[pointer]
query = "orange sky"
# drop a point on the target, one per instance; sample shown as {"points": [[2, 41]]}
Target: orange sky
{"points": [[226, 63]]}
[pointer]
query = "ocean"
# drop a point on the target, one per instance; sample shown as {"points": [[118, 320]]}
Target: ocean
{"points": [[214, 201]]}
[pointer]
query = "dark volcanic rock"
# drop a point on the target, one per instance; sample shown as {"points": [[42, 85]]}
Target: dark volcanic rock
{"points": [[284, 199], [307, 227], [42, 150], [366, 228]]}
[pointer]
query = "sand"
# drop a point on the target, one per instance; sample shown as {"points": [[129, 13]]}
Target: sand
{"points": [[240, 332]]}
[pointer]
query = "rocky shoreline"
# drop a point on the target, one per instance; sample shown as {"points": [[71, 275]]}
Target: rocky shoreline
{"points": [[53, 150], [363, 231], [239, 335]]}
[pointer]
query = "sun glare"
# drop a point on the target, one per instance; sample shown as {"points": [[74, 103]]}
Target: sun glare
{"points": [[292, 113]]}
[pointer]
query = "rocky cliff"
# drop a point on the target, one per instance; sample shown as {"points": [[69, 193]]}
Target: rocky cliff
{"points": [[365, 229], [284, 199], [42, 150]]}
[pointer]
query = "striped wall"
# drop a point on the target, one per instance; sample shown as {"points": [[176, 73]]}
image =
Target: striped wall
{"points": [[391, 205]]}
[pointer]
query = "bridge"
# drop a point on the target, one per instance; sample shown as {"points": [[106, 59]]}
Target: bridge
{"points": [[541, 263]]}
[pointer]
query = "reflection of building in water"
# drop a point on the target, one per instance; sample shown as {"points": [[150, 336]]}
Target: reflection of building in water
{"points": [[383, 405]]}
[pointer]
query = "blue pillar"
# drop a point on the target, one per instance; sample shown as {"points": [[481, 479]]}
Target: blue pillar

→ What to work on: Give the entries again, every one of them exactly.

→ Completed exercise:
[pointer]
query = "orange sky"
# drop a point on the target, one per instance; sample shown as {"points": [[2, 41]]}
Target: orange sky
{"points": [[226, 63]]}
[pointer]
query = "ocean"
# drop a point on the target, one per instance; sample shown as {"points": [[118, 320]]}
Target: ocean
{"points": [[214, 201]]}
[pointer]
query = "dark volcanic rock"
# drop a point on the target, one per instance; sample shown as {"points": [[42, 85]]}
Target: dark volcanic rock
{"points": [[284, 199], [307, 227], [42, 150], [366, 228]]}
[pointer]
query = "sand"
# drop a point on the target, one per instance; sample shown as {"points": [[129, 13]]}
Target: sand
{"points": [[240, 332]]}
[pointer]
query = "rocky shoreline"
# drop a point on the target, one per instance; sample shown as {"points": [[71, 275]]}
Target: rocky shoreline
{"points": [[53, 150], [363, 231], [239, 335]]}
[pointer]
query = "sun glare"
# drop a point on the target, one per instance; sample shown as {"points": [[74, 103]]}
Target: sun glare
{"points": [[292, 113]]}
[pointer]
query = "rocky cliff"
# drop a point on the target, one per instance; sample shown as {"points": [[69, 193]]}
Target: rocky cliff
{"points": [[365, 229], [284, 199], [42, 150]]}
[pointer]
query = "striped wall"
# drop a point on the target, one per instance; sample shown as {"points": [[176, 73]]}
image =
Target: striped wall
{"points": [[391, 205]]}
[pointer]
query = "bridge"
# drop a point on the target, one per instance; sample shown as {"points": [[106, 59]]}
Target: bridge
{"points": [[541, 263]]}
[pointer]
query = "reflection of building in water"
# drop a point on the target, one per instance; sample shown as {"points": [[150, 336]]}
Target: reflection of building in water
{"points": [[383, 405]]}
[pointer]
query = "blue pillar"
# drop a point on the target, one per instance; sample shown as {"points": [[481, 479]]}
Target: blue pillar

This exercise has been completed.